> _TASK_
Only the run of lines from the one containing "the white teeth" through the last line should be returned, exactly as written.

[begin INFORMATION PROVIDED]

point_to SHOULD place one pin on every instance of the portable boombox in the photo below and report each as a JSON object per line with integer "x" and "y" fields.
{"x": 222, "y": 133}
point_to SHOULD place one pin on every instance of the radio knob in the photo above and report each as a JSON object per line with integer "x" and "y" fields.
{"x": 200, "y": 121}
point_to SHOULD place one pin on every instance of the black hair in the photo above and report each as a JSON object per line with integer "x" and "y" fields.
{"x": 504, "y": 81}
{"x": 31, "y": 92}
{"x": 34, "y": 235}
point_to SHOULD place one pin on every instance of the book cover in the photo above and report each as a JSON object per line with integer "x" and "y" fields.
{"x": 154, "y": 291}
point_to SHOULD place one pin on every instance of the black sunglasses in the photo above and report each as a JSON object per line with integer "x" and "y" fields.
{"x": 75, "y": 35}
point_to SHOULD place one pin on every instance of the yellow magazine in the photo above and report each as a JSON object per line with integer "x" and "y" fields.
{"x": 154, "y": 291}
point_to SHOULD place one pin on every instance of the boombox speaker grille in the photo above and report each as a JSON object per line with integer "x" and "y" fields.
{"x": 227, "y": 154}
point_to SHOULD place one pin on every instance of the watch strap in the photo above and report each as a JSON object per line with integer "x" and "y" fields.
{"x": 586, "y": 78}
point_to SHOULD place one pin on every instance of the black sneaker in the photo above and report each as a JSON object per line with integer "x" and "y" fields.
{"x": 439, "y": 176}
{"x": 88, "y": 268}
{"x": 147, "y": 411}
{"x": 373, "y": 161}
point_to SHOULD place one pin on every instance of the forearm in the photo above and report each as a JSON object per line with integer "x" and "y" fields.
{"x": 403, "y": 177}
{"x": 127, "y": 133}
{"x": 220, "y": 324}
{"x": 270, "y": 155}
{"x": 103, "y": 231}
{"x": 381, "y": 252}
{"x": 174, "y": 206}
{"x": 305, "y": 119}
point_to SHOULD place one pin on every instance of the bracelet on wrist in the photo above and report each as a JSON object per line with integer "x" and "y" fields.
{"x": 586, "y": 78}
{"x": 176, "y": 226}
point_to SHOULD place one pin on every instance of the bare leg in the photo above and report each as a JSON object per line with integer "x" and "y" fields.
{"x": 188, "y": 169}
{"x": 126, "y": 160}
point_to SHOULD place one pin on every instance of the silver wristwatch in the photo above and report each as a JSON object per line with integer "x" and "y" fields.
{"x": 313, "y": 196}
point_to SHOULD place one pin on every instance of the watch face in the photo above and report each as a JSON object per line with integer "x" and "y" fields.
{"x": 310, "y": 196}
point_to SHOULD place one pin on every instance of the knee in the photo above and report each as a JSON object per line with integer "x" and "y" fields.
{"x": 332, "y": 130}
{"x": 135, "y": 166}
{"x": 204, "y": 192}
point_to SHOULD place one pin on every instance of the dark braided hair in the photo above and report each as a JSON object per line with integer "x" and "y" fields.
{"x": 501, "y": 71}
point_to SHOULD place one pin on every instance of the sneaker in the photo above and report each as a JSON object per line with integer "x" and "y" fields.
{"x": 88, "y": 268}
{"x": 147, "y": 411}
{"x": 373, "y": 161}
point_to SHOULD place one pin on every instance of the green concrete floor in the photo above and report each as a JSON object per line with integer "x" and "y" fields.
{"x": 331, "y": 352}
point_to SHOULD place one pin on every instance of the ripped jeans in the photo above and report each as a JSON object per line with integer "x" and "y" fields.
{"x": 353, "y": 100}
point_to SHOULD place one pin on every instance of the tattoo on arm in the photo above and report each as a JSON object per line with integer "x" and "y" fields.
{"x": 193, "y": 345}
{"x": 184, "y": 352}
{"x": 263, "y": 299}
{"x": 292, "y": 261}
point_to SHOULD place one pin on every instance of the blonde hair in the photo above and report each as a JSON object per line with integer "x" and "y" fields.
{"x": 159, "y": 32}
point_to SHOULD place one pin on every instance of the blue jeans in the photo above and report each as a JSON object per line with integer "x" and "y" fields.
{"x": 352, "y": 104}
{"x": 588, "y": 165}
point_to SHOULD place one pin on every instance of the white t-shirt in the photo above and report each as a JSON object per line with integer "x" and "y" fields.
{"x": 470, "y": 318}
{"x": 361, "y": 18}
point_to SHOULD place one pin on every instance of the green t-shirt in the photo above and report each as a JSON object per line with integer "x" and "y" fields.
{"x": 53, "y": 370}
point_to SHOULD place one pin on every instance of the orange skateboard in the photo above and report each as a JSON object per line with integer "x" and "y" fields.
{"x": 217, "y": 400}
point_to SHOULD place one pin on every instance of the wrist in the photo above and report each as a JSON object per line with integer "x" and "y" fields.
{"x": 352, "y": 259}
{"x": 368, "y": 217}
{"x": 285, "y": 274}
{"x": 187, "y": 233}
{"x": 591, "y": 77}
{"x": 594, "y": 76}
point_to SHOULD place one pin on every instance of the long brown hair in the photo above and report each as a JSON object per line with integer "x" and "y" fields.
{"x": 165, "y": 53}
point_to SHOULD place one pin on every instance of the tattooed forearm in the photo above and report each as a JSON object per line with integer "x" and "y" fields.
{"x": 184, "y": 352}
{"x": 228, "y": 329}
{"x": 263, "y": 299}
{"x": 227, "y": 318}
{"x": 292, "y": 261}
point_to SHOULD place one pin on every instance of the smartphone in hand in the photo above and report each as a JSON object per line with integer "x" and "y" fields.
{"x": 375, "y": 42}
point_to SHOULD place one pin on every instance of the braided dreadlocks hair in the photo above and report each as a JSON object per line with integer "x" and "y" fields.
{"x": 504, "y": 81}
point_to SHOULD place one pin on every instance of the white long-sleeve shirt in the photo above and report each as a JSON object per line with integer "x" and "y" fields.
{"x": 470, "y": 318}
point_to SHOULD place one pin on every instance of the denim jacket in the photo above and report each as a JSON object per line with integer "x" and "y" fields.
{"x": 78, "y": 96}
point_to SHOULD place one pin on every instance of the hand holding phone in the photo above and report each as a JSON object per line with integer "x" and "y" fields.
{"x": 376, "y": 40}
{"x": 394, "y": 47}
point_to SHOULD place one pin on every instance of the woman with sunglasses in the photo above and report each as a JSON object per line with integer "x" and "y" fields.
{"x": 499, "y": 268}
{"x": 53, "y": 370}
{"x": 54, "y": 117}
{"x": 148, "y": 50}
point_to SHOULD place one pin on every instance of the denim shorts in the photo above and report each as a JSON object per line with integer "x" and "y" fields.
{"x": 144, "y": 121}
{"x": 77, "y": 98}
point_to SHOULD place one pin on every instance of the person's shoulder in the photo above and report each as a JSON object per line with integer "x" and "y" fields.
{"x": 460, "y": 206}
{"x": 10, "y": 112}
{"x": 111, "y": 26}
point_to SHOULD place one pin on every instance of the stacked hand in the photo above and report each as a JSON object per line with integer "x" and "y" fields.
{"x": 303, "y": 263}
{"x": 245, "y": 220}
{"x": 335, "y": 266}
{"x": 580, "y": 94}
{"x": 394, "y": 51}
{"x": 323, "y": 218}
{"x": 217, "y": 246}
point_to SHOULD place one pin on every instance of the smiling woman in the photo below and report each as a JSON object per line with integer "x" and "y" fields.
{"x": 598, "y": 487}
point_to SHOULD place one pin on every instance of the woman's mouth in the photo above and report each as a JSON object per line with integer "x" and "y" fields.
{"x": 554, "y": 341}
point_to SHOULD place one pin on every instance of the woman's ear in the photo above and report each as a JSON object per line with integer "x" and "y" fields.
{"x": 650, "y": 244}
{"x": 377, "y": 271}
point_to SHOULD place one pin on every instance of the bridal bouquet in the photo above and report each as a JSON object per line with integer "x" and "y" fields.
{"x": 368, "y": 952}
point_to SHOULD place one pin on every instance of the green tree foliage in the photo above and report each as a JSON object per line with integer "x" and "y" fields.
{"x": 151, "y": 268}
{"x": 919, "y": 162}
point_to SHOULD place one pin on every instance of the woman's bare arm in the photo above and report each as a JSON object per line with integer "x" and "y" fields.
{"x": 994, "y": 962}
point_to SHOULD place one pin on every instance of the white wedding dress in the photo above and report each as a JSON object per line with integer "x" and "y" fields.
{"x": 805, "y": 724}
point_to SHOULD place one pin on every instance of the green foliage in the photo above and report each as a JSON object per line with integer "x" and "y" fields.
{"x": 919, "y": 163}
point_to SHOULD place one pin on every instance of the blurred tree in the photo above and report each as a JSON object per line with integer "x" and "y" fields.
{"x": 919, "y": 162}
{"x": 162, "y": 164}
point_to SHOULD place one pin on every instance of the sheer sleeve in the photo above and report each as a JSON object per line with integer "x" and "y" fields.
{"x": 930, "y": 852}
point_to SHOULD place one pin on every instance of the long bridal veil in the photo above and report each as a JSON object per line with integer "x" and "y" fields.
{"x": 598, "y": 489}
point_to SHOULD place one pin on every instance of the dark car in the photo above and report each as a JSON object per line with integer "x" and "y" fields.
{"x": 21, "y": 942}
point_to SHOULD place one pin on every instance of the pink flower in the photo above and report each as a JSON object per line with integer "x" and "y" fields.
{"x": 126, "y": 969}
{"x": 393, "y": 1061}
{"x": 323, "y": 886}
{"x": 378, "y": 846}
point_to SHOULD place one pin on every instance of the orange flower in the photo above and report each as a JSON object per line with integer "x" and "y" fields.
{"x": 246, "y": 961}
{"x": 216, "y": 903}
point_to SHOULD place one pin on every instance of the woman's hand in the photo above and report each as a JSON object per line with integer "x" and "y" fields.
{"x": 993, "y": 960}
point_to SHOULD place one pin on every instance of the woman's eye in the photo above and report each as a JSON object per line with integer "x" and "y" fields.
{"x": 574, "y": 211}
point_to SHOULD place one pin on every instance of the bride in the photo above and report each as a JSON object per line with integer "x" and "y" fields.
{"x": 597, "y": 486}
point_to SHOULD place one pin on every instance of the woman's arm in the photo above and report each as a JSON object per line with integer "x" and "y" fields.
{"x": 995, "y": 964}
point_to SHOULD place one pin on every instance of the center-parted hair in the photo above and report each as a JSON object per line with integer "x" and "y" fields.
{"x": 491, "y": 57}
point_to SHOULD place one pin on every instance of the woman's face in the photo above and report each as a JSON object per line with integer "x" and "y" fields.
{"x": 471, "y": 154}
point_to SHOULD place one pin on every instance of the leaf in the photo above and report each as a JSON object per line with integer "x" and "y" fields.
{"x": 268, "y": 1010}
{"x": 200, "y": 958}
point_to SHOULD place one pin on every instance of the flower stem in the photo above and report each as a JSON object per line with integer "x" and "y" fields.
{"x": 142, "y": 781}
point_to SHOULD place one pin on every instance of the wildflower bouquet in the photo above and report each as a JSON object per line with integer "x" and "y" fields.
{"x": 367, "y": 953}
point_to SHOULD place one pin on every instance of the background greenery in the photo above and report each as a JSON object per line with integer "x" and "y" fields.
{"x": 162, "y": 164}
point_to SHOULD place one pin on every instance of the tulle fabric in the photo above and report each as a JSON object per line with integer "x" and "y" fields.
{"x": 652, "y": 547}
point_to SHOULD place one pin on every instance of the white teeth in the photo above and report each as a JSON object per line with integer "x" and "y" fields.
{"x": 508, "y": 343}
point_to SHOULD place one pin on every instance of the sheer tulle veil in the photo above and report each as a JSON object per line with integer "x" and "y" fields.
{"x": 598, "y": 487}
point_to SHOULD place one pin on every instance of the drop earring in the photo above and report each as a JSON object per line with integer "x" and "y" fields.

[end INFORMATION PROVIDED]

> _THE REPLY_
point_to SHOULD place one pin on every instance of the white teeth in the photo above and report each as a JSON object per line with integer "x" and "y" fields.
{"x": 508, "y": 343}
point_to SHOULD place one pin on every instance of the sheer tulle veil in the photo above and report each as a JSON object per line with integer "x" and "y" fields.
{"x": 598, "y": 487}
point_to SHOULD place one pin on every instance of the drop earring in the photo above and report each as a JSON object per line with integer "x" and "y" fields.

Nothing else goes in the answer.